## ISTRUZIONI DEL COMPITO
Prosegui il testo sulla diagnosi delle leucemie acute, scrivendo il seguito subito dopo la sua ultima frase.

## ESTRATTO FORNITO
Striscio e immunofenotipo su sangue periferico
Anche oggi, l’osservazione al microscopio ottico resta uno degli strumenti principali per diagnosticare e classificare le leucemie acute. L’obiettivo è identificare i blasti, le cellule immature tipiche della malattia, presenti nel sangue del paziente.
Esame citomorfologico (striscio)
Dopo un semplice prelievo di sangue, alcune gocce vengono stese su un vetrino. Il vetrino viene colorato con appositi reagenti e poi osservato al microscopio.Questo permette di vedere direttamente le cellule leucemiche e valutare la loro forma e dimensione.
Esame citofluorimetrico (immunofenotipizzazione)
Analizza le proteine presenti sulla superficie dei blasti. Utilizza anticorpi specifici che si legano a queste proteine e le rendono visibili con strumenti specializzati. Aiuta a determinare il tipo di leucemia (linfoblastica o mieloide) e fornisce informazioni fondamentali per pianificare la terapia più adatta.
Agoaspirato e biopsia del midollo osseo
In entrambi i casi di leucemia acuta (LAM e LAL) sono identificabili diversi sottotipi con caratteristiche cliniche e di prognosi differenti, delle quali va tenuto conto nella programmazione della terapia. Per questo è necessario un ulteriore approfondimento sul sangue midollare, con lo scopo di caratterizzare i blasti del midollo osseo.

## Dati di puntamento per espressioni referenziali
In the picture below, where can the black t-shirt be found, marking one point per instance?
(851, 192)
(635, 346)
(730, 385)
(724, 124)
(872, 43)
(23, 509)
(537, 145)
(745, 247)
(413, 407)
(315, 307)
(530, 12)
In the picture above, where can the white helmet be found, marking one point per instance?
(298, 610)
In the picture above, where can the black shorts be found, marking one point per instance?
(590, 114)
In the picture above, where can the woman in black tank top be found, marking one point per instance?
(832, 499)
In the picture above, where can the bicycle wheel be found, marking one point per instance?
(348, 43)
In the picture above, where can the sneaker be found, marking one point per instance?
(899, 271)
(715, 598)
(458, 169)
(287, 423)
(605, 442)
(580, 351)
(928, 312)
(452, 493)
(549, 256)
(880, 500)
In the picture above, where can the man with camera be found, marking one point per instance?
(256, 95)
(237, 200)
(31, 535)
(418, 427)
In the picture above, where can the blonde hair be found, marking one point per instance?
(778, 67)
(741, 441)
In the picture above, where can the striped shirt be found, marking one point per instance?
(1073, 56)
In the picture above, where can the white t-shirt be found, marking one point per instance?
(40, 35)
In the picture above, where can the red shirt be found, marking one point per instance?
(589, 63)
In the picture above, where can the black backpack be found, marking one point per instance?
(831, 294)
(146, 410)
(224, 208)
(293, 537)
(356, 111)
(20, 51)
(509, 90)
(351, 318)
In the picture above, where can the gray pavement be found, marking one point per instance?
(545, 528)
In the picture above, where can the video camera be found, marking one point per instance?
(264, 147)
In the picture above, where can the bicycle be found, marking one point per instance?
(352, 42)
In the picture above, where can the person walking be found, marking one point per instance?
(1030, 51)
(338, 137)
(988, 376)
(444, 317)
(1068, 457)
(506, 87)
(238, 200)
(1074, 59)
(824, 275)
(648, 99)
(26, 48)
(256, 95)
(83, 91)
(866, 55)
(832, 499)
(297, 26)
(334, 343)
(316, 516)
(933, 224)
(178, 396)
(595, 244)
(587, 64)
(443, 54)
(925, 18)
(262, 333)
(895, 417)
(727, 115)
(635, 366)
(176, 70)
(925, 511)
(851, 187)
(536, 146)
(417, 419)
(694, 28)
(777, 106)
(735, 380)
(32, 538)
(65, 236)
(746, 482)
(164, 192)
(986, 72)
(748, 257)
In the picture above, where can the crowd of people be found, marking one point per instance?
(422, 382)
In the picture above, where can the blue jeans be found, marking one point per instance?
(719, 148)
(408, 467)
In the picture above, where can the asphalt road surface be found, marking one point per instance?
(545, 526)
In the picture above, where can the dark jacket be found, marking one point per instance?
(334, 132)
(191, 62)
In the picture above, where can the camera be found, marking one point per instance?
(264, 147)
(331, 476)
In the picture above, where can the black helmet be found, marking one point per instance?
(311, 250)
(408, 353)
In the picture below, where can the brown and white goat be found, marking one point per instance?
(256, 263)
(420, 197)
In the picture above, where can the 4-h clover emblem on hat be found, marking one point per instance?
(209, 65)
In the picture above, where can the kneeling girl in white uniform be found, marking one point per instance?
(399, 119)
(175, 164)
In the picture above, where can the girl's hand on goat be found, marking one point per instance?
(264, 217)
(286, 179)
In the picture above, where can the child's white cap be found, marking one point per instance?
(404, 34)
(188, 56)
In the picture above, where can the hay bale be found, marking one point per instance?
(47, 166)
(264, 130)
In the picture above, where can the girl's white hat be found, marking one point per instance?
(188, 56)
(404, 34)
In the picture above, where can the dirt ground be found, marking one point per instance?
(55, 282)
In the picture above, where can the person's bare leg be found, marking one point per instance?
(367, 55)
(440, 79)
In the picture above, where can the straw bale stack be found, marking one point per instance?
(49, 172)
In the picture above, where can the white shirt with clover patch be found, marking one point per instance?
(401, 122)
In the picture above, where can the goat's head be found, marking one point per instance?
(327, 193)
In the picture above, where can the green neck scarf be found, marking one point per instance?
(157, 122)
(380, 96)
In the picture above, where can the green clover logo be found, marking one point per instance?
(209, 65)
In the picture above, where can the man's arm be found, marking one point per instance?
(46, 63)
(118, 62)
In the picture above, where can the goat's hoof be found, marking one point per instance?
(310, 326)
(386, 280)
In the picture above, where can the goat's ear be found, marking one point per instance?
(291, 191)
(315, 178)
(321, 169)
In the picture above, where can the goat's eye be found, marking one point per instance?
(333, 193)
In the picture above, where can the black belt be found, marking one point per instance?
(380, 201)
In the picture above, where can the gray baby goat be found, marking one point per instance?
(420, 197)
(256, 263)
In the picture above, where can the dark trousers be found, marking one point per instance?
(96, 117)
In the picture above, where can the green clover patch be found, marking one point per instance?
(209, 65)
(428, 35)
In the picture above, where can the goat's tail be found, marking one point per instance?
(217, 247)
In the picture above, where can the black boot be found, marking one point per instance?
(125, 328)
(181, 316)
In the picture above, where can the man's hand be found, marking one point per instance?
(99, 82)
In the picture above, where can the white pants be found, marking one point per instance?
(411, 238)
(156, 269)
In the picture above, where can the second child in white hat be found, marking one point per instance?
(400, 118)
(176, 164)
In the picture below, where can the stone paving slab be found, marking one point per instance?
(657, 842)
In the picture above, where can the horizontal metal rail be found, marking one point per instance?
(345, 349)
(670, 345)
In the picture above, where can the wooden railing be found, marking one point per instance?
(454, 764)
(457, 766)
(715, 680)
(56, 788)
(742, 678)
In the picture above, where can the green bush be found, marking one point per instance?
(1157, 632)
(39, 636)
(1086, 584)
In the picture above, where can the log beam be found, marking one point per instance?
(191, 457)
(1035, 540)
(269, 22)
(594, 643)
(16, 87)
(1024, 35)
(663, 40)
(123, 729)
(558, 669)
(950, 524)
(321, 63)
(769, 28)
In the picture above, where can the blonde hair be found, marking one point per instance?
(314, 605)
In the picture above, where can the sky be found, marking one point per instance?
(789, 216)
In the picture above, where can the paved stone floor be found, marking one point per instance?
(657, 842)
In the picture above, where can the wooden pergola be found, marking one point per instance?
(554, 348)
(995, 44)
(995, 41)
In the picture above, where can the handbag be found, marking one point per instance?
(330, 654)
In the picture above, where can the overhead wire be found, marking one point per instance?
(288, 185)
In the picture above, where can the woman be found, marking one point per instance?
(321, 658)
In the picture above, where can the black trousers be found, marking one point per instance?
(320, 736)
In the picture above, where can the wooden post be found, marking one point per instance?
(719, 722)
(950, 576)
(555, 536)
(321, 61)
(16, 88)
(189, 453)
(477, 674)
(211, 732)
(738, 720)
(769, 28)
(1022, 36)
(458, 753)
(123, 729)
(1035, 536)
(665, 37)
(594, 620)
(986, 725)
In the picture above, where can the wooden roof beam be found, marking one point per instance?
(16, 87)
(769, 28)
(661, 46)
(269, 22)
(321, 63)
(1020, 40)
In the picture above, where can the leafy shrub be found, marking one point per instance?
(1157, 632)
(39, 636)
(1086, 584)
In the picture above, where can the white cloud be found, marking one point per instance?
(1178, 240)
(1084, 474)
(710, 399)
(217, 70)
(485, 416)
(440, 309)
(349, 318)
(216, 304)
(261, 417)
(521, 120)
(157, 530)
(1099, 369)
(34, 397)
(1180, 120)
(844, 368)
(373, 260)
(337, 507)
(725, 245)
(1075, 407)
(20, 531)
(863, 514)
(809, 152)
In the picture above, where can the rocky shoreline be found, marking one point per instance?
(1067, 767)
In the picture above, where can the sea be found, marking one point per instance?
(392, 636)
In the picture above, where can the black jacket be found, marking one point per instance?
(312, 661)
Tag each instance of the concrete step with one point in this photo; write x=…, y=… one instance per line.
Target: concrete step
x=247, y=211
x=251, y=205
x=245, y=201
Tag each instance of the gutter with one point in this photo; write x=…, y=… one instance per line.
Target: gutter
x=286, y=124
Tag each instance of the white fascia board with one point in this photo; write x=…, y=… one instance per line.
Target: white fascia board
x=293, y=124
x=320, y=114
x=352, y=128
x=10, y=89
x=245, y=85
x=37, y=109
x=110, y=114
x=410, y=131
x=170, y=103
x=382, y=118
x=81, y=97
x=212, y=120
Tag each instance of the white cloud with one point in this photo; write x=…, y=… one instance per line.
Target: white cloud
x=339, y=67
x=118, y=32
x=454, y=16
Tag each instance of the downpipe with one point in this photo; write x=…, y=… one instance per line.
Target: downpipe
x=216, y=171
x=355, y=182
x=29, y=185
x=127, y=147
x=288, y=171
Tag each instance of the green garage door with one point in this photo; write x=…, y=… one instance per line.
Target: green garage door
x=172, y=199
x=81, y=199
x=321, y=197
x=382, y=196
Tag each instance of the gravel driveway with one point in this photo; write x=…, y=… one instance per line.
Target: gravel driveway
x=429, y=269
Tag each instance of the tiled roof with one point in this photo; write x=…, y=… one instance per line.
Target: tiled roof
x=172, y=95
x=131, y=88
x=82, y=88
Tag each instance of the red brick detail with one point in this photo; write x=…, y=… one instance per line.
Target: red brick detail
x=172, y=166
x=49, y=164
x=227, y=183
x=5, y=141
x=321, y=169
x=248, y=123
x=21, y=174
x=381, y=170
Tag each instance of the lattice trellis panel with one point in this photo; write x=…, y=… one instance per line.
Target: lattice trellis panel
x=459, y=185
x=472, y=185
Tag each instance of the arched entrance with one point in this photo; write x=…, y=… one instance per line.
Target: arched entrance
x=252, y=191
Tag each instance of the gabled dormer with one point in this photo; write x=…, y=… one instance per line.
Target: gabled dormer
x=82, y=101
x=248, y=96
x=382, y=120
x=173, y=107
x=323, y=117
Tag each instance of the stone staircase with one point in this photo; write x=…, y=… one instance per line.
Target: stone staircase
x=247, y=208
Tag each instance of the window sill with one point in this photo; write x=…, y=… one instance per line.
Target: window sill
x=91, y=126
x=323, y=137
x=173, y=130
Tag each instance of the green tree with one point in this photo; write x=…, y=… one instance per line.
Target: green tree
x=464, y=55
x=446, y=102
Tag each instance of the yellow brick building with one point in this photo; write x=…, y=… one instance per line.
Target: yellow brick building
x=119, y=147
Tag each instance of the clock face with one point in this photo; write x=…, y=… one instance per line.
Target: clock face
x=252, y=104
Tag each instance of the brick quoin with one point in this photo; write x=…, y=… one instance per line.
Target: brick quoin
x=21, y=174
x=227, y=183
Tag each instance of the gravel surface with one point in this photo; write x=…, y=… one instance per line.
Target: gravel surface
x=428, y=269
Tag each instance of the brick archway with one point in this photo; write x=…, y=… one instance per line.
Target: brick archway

## RISULTATO DEL COMPITO
Durante la procedura, che si esegue in anestesia locale, il medico inserisce nella parte alta del gluteo un ago con il quale penetra nell’osso del bacino e aspira un piccolo campione di sangue; allo stesso modo estrae anche un piccolo frammento osseo qualora non si riesca a estrarre sangue midollare (punctio sicca). I campioni prelevati vengono quindi inviati nel laboratorio di Anatomia Patologica per le opportune analisi:
- esame citomorfologico: come con il sangue periferico, alcune gocce vengono utilizzate per eseguire uno striscio su vetrino che, dopo opportune colorazioni, viene visionato al microscopio;
- esame citofluorimetrico: con l’immunofenotipizzazione viene identificata l’espressione di determinate proteine antigeniche sulle cellule blastiche mediante l’utilizzo di anticorpi monoclonali, premettendo una prima classificazione della leucemia acuta in LAM o LAL;
- esame citogenetico: metodica di laboratorio che studia le alterazioni dei cromosomi delle cellule blastiche, mediante analisi del patrimonio cromosomico globale (cariotipo) o analisi più selettive come la FISH (ibridazione fluorescente in situ) che permette di identificare la presenza di specifiche sequenze alterate di DNA dei cromosomi mediante sonde fluorescenti. Quest’ultima metodica è, ad esempio, alla base della rapida identificazione della lesione genetica della LAP, come precedentemente detto un sottotipo di LAM con prognosi e terapia totalmente differente, e del cromosoma Philadelphia, presente soprattutto in alcune forme di LAL e, più raramente, in alcune forme di LAM;
- esami di biologia molecolare: metodiche di laboratorio in grado di identificare alterazioni genetiche specifiche a carico del DNA o dell’RNA delle cellule blastiche.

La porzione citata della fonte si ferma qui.